[SHORT TASK] Convert every one of the following records into a numbered list, omitting any blank lines.

[INFORMATION SHOWN]

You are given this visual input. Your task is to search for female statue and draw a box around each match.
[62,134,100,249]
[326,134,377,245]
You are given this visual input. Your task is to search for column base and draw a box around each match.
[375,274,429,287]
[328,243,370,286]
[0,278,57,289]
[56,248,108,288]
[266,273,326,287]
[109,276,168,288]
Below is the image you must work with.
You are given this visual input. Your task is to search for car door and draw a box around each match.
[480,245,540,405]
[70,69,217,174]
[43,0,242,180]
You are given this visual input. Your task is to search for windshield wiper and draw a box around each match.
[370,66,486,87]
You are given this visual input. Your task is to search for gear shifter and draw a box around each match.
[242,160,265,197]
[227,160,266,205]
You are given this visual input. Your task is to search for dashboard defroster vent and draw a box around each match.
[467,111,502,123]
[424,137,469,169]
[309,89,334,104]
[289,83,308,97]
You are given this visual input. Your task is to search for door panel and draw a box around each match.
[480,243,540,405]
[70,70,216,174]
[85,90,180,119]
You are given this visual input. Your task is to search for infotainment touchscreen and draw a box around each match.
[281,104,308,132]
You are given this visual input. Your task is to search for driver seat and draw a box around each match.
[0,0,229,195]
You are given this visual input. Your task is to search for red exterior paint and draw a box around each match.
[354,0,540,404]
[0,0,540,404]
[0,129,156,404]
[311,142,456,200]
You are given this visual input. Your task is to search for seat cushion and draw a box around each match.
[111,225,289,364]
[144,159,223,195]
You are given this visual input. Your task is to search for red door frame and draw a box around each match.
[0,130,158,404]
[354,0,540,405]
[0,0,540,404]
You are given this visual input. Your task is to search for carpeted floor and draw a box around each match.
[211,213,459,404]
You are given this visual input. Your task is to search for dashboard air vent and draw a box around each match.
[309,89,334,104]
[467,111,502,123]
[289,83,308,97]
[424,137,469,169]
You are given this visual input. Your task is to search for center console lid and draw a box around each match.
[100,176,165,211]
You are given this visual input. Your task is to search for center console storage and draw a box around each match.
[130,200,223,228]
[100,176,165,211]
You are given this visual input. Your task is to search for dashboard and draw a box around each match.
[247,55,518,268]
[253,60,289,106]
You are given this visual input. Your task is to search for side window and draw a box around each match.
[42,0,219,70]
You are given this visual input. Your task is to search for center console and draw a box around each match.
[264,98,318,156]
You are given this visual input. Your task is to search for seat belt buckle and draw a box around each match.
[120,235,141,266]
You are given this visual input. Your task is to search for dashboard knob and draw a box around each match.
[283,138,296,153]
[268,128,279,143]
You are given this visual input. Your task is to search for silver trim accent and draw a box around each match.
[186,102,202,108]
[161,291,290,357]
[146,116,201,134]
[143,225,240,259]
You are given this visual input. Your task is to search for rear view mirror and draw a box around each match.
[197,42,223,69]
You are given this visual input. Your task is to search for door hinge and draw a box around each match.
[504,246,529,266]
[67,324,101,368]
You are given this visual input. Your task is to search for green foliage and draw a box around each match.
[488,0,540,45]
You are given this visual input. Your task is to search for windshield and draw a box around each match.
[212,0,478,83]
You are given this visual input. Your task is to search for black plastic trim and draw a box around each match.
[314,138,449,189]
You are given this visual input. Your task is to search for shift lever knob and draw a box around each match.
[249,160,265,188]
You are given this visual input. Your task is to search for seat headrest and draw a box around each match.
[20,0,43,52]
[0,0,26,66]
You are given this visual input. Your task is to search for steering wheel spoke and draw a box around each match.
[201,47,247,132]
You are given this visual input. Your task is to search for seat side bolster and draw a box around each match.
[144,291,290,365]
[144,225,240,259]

[ANSWER FOR THE TASK]
1. You are given this visual input. Your task is to search for female statue and draw a box around each match.
2. [62,134,100,249]
3. [326,134,377,245]
4. You are given this visual input. Your task is to search for column base and draw a box around each match.
5. [375,274,429,287]
6. [328,243,370,286]
7. [0,278,57,289]
8. [56,248,108,288]
9. [266,273,326,287]
10. [109,276,168,288]
11. Below is the image you must work with.
12. You are given this visual input. Your task is to search for car door and draw a box around each match.
13. [480,245,540,405]
14. [70,69,217,174]
15. [43,0,242,180]
16. You are given this visual input. Your task is to search for windshield wiper and draw a box around each match.
17. [370,66,486,87]
18. You are given this visual input. Your task is to search for gear shifter and draw a box around each match.
19. [242,160,265,197]
20. [227,160,266,205]
21. You are given this visual input. Your task is to search for dashboard defroster vent and draw a box around each match.
22. [467,111,502,123]
23. [424,137,469,169]
24. [309,89,334,104]
25. [289,83,308,97]
26. You are given this visual input. Your task is to search for door panel and draw a box around each match.
27. [480,243,540,405]
28. [70,70,216,174]
29. [85,90,180,119]
30. You are given this visual input. Your task is to search for infotainment touchscreen and draw a box around each match.
31. [281,104,308,132]
32. You are given this visual input. Your task is to search for driver seat and draw a box around each match.
33. [0,0,229,195]
34. You are given this visual input. Your task is to search for red exterior paint and draw a box around each match.
35. [354,0,540,404]
36. [0,0,540,404]
37. [0,129,156,404]
38. [311,142,456,200]
39. You are given this visual input. Your task is to search for seat cushion and draw a box around each match.
40. [111,225,289,364]
41. [144,159,223,195]
42. You are given this visual input. Your task is to search for red door frame and draw a box around each match.
43. [0,130,158,404]
44. [354,0,540,405]
45. [0,0,540,404]
46. You are given this visual input. Your task is to search for carpeted floor and draw a box around each match.
47. [211,213,459,404]
48. You are given this visual input. Your task is to search for dashboard air vent and draw a box around each match.
49. [309,89,334,104]
50. [467,111,502,123]
51. [289,83,308,97]
52. [424,137,469,169]
53. You are given this visual input. Your task is to search for center console lid and draw a box around each match.
54. [100,176,165,211]
55. You are given this visual input. Your task is to search for center console storage and draw a box around each match.
56. [130,200,223,228]
57. [100,176,165,211]
58. You are given this visual input. Your task is to search for dashboard and draw a box around each match.
59. [247,55,518,268]
60. [253,60,289,106]
61. You are given this visual input. Your task is to search for side window and draw a box around each match.
62. [42,0,219,70]
63. You are given this visual input. Your task is to search for center console and draw a box around each match.
64. [264,98,318,156]
65. You are given this visual input. Your task is to search for seat belt buckle and draw a box around each match.
66. [120,235,141,266]
67. You are given this visual input. Your task is to search for dashboard knob and draw a box around each match.
68. [283,138,296,153]
69. [268,128,279,143]
70. You are given this visual input. Your task is to search for silver trim accent and draw a box around each match.
71. [186,102,202,108]
72. [161,291,290,357]
73. [146,116,201,134]
74. [143,225,240,259]
75. You are given this visual input. Your task is to search for rear view mirror and draw a box around each match.
76. [197,42,223,69]
77. You are given this visual input. Your task is to search for door hinge and draw a box around each match.
78. [504,246,529,266]
79. [67,324,101,368]
80. You are given this visual input. Your task is to search for green foliage and draw a box around each match.
81. [488,0,540,45]
82. You are given this visual input. Your task is to search for windshield and draw a box around each match.
83. [212,0,478,83]
84. You are given this visual input. Your task is to search for black plastic trim and draw a box around each match.
85. [314,138,449,189]
86. You are given this visual input. Your task is to search for shift lever knob and draw a box around each match.
87. [249,160,265,188]
88. You are given this visual input. Your task is to search for seat headrest and draw a box around each match.
89. [20,0,43,52]
90. [0,0,26,66]
91. You are given this visual input. Your task is to search for steering wheel spoke and draw a box around each match.
92. [201,47,247,132]
93. You are given this visual input. Your task is to search for seat side bolster and draw a box around each match.
94. [144,291,290,365]
95. [144,225,240,259]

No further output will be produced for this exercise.